··· Exercise text
While this sort of vanity might assure the reader the man was a maniac, he does possess some restraint. One need only look at his mid-century photos to see something more discreet, albeit still idiosyncratic. He is shown en route to New York on a ship, wearing a well-cut double-breasted suit and the at-attention moustaches—he has the sort of Latin stylistic patois that gets one noticed. There is a particularly astonishing photo of him, from the same period, showing his eye “replaced” with a jeweled prosthetic.

As with any unconventional and controversial personage, Dali attracted a fair amount of criticism. Not trifling among them were things criticizing his dress as some form of self-advertisement. And while one can make a fair and certain case that any form of dress—whether a rube’s overalls or a king’s ermine—is a form of self-advertisement, an important example of metonymy, it does seem that Dali took costume to another level, so to say. But then, doesn’t any artist take something of their personality to an extreme? Or one may make the case that he was merely an eccentric—Dame Edith Sitwell once remarked: “I am not eccentric. It’s just that I am more alive than most people. I am an unpopular electric eel, set in a pond full of goldfish”. Goldfish, certainly, but the world’s masses have never been terribly exciting, have they?

And Dali’s dress was the most exciting of any gathering. Even in the hectic 1970s, Dali was the most noticeable of the sundry people gathering at Studio 54—not a small feat considering bewigged Andy Warhol, elfin Truman Capote, gauzy Roy Halston, and hysterical Liza Minelli were all competing for something—likely cocaine. But I digress; and as later as one looks at whatever archive of photographs, Dali’s attire becomes progressively flamboyant and altogether, rather sophisticated. His artist’s eye for coloration, texture, pattern, and cut was as sharp as ever and the combinations became—as the normal folk say—more bizarre.

Eugenio Montes wrote of Dali and Bunuel: “Bunuel and Dali have just placed themselves resolutely beyond the pale of what is considered good taste, beyond the pale of the pretty, the agreeable, the epidermal, the frivolous, the French”. Although the passage was a criticism of their collaborative film, Le Chien Andalou, the genesis still holds up. Decorums of (bourgeois) taste, maxims of prettiness, and the agreeable are not the concerns here, and one can only assume that ‘beyond the pale of the French’ means not printed wallpapers, bicycle rides and picnics. However, one can make the suggestion that his style was one of the first Post-Modernist sartorial creations that many contemporary dandies owe their closets to.
······
Problem to work on
Transcribe the passage on Dali's dress word for word, from "Eugenio Montes wrote" up to and including "their closets to.".
··· Source material
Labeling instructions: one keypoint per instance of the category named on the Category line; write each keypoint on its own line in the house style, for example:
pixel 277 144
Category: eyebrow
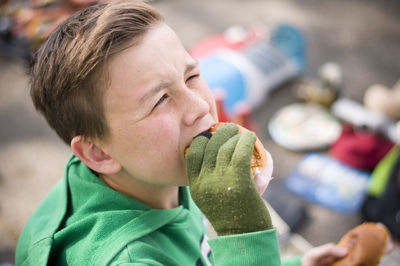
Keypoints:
pixel 189 67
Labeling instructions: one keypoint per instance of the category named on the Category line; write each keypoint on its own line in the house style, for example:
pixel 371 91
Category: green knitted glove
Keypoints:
pixel 221 183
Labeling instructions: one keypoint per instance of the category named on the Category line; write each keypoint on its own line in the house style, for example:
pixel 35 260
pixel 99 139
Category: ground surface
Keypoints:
pixel 363 37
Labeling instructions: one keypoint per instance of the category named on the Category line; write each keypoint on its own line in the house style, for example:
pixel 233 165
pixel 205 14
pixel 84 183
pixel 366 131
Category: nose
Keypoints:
pixel 195 107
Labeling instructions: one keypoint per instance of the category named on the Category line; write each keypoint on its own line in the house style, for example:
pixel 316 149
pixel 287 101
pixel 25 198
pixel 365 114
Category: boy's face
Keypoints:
pixel 156 104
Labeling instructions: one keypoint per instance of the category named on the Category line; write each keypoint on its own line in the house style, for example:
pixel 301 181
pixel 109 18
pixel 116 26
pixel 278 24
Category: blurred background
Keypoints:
pixel 317 80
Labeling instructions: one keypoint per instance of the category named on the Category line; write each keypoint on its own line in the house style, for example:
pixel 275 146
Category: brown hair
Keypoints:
pixel 68 73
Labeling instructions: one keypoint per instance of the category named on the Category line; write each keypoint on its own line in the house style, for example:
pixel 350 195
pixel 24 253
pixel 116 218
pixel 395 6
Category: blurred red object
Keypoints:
pixel 360 148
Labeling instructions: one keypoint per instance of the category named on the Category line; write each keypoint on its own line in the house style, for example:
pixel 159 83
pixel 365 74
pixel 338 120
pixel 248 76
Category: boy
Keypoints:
pixel 116 85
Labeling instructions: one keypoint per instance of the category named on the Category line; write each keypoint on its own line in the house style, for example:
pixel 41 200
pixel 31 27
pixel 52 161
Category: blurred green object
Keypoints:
pixel 382 172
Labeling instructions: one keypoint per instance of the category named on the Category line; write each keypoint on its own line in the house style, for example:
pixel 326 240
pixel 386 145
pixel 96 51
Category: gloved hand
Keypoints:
pixel 221 183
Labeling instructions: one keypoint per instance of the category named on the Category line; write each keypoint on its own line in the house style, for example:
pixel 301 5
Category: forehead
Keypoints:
pixel 158 57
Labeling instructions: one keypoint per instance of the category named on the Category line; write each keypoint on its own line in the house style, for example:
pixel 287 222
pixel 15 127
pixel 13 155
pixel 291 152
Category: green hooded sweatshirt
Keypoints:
pixel 84 222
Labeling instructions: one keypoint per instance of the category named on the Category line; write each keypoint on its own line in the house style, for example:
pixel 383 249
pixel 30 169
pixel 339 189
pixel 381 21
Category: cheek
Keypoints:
pixel 209 98
pixel 163 135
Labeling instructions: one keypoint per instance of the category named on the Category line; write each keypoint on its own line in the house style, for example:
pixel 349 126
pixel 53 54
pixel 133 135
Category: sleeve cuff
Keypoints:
pixel 254 248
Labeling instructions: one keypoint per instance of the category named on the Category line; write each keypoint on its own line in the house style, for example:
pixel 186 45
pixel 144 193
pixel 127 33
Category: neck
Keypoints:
pixel 157 197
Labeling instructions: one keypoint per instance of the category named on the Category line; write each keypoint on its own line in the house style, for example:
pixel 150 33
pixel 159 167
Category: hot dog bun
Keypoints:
pixel 259 158
pixel 366 244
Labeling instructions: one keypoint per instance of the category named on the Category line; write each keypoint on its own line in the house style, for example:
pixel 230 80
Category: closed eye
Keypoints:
pixel 193 77
pixel 160 101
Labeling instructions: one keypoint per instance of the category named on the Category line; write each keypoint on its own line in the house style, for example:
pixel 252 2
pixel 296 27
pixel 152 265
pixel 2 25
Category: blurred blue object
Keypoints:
pixel 324 180
pixel 248 75
pixel 291 42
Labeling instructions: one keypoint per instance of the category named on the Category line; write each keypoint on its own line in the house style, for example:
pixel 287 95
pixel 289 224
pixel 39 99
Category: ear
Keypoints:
pixel 94 156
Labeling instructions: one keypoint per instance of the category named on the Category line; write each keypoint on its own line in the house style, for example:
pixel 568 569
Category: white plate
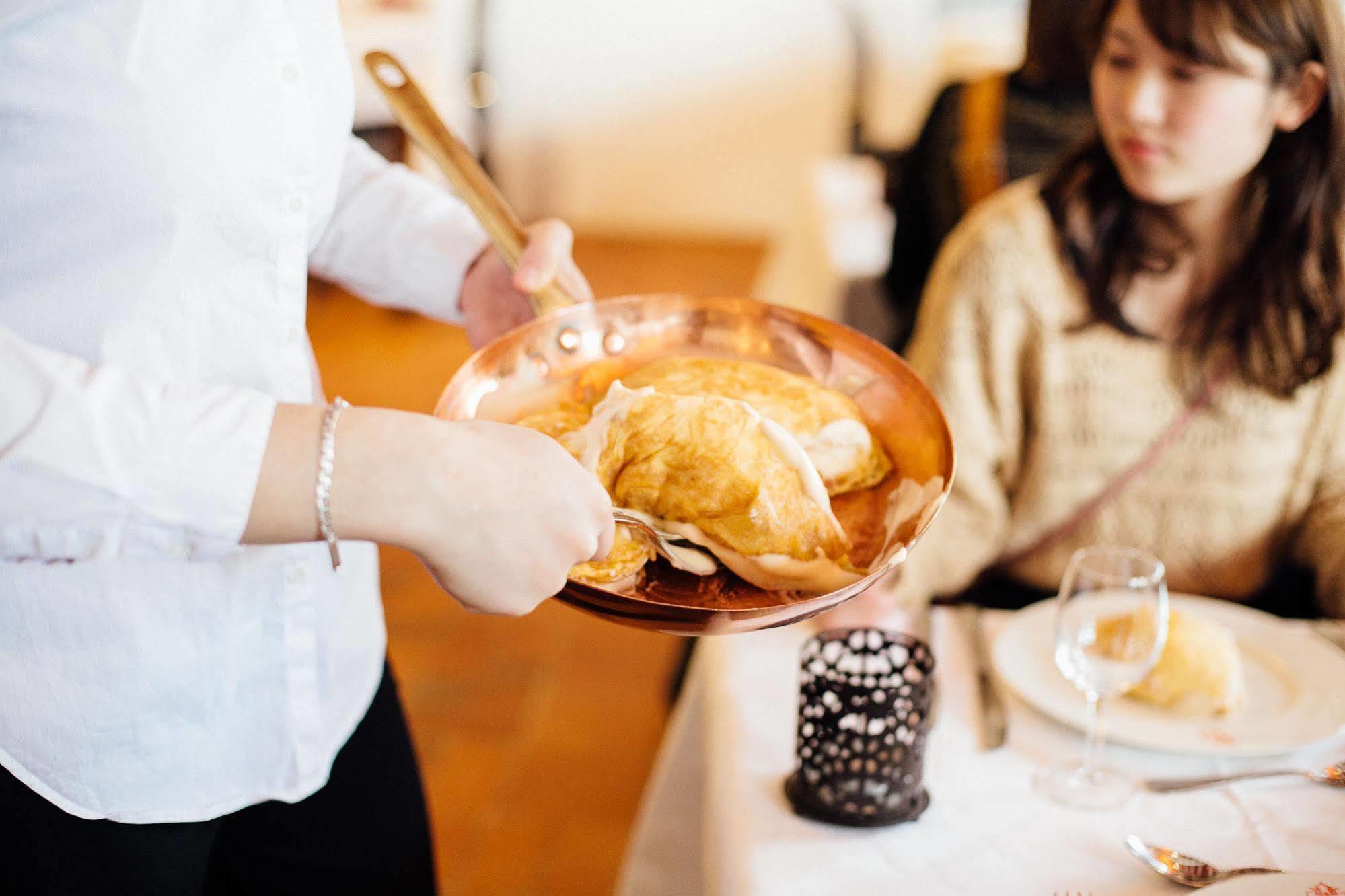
······
Result
Eugenio Montes wrote of Dali and Bunuel: “Bunuel and Dali have just placed themselves resolutely beyond the pale of what is considered good taste, beyond the pale of the pretty, the agreeable, the epidermal, the frivolous, the French”. Although the passage was a criticism of their collaborative film, Le Chien Andalou, the genesis still holds up. Decorums of (bourgeois) taste, maxims of prettiness, and the agreeable are not the concerns here, and one can only assume that ‘beyond the pale of the French’ means not printed wallpapers, bicycle rides and picnics. However, one can make the suggestion that his style was one of the first Post-Modernist sartorial creations that many contemporary dandies owe their closets to.